───── Extract provided ─────

In the process of appeals for the veteran, there will come into play a DRO Review or Hearing. A DRO is a Decision Review Officer who works for the VA. After a Notice of Disagreement (VA Form 21-0958) is filed with the VA by the veteran to appeal a denial or partial denial of a claim for disability benefits, the VA will notify the veteran in writing that he or she has a right to have the decision reviewed by a hearing officer, or a de novo (Latin for “from the beginning”) review. Technically, there are DRO conferences (informal phone calls with the DRO) and DRO Hearings (formal recorded hearings at the VA Regional Office).
There are three things a veteran wants out of a DRO review:
- The first favorable outcome of a DRO review is a grant of the sought disability benefits. Obviously, this is the most favorable outcome for the veteran. The VA DRO Review concludes that the initial rater erred and that the veteran is entitled to a full grant of all VA benefits. Beware, though. The VA and veterans have distinctly different ideas about what constitutes a full grant. Whereas the VA thinks a full grant is whatever it is they decided, regardless of what the veteran claimed, the veteran thinks a full grant is everything they asked for. It is not hard to figure out who is right. The VA use of the “full grant of benefits” language in almost every DRO Ratings Decision that includes a grant of some benefits is, to say the least, misleading.

───── Source information ─────

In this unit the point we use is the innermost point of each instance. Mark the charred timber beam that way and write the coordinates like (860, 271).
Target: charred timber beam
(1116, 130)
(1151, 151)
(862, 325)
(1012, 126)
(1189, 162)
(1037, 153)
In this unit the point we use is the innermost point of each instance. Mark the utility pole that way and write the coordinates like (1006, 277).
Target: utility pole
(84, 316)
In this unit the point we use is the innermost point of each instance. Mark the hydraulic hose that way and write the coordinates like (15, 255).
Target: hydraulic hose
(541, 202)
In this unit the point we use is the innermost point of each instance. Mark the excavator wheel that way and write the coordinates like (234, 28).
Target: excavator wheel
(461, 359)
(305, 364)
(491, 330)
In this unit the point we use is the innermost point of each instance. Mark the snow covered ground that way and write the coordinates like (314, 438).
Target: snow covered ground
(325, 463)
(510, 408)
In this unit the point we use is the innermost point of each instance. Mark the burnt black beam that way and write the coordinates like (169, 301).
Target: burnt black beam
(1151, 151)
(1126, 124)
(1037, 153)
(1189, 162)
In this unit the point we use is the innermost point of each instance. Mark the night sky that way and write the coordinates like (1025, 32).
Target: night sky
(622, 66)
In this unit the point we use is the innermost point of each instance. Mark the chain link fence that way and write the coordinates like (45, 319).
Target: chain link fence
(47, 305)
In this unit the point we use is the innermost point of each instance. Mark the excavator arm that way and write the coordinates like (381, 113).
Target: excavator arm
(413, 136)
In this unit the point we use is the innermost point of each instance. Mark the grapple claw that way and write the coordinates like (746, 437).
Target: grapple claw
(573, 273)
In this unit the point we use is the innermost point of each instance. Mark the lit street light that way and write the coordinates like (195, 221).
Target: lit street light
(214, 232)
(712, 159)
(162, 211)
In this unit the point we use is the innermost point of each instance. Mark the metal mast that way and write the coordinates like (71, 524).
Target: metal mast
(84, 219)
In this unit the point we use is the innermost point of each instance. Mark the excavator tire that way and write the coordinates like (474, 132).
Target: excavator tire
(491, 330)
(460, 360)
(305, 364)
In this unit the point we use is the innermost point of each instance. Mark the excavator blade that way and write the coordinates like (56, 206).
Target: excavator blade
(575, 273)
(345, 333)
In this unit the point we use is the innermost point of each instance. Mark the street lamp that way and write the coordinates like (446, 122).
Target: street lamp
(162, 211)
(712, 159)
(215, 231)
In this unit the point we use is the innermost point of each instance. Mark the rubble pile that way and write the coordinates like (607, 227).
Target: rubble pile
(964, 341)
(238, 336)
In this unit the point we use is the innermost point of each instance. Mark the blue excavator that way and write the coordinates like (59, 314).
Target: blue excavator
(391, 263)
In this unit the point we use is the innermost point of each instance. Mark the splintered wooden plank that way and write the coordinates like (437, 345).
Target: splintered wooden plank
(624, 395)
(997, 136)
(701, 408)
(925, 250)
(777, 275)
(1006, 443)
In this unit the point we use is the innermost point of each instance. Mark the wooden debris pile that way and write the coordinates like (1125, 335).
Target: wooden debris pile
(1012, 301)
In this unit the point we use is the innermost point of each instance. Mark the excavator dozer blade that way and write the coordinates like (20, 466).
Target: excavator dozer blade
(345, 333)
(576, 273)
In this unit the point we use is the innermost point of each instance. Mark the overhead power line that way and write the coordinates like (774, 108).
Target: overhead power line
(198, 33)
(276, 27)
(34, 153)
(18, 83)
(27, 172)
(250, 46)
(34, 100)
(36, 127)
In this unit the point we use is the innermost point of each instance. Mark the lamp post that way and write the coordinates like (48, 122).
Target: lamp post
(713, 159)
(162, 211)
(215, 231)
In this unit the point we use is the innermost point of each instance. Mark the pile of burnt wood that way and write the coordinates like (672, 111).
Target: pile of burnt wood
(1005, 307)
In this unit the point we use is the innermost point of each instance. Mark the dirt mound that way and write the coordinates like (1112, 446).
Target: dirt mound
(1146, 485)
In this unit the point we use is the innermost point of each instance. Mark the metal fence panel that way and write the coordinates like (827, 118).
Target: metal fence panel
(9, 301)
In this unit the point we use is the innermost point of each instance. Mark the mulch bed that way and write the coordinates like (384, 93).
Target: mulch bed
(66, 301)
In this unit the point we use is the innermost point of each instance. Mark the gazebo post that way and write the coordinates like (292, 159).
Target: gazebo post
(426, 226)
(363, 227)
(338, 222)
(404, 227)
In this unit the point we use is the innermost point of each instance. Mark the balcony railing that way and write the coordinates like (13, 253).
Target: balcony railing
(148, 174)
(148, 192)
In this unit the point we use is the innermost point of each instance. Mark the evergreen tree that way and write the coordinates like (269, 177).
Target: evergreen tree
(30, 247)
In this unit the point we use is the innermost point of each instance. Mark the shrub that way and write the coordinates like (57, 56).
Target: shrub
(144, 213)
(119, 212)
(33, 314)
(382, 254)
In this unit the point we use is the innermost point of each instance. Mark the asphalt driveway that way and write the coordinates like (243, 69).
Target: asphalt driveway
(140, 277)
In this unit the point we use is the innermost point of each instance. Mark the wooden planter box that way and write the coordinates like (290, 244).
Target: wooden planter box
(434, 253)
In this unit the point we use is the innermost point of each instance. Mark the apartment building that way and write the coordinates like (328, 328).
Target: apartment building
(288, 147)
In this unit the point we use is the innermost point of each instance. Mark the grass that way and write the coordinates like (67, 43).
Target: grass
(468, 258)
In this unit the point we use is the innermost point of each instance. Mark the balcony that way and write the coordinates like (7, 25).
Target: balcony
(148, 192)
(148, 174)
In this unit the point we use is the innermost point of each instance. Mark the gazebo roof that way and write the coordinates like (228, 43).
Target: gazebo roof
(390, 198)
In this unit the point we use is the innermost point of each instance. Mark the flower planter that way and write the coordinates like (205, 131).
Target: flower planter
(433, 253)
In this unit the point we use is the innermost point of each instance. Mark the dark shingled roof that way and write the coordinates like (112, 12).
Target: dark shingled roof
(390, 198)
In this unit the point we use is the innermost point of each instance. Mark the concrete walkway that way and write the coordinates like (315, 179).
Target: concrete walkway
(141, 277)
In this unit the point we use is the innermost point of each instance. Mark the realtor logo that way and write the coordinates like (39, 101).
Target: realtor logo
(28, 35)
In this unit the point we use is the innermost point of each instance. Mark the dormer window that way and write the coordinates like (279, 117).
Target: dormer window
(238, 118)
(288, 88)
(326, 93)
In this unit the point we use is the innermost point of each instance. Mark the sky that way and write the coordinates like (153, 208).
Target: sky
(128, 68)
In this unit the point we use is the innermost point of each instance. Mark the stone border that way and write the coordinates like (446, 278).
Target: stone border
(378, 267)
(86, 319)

─────

### Activity
Continue the piece on VA Decision Review Officer reviews from where it stops.

### Output
- The second favorable outcome of a DRO review is a Statement of the Case (SOC). An SOC is a continued denial of the benefits sought. Why favorable? In the mind of a veteran, a denial is a denial. Not exactly. The only time a veteran knows for certain that his/her C File is on a raters desk is when they receive a decision letter from them. The trick is, upon receipt of a decision letter, to immediately turn around and submit a VA Form 9 (Appeal to Board of Veterans’ Appeals) directly to the DRO. By doing this, a veteran stands a pretty good chance of shaving 1-2 years off the time they have to wait for a BVA Hearing. The average wait time for a BVA hearing after submission of a VA Form 9 is 2 years and 3 months. If the DRO commits to issuing an SOC within 30 days of the DRO hearing, there is more of a chance of shaving off a bit of the wait time for the appeal. But, again, be warned. This is not always a guarantee.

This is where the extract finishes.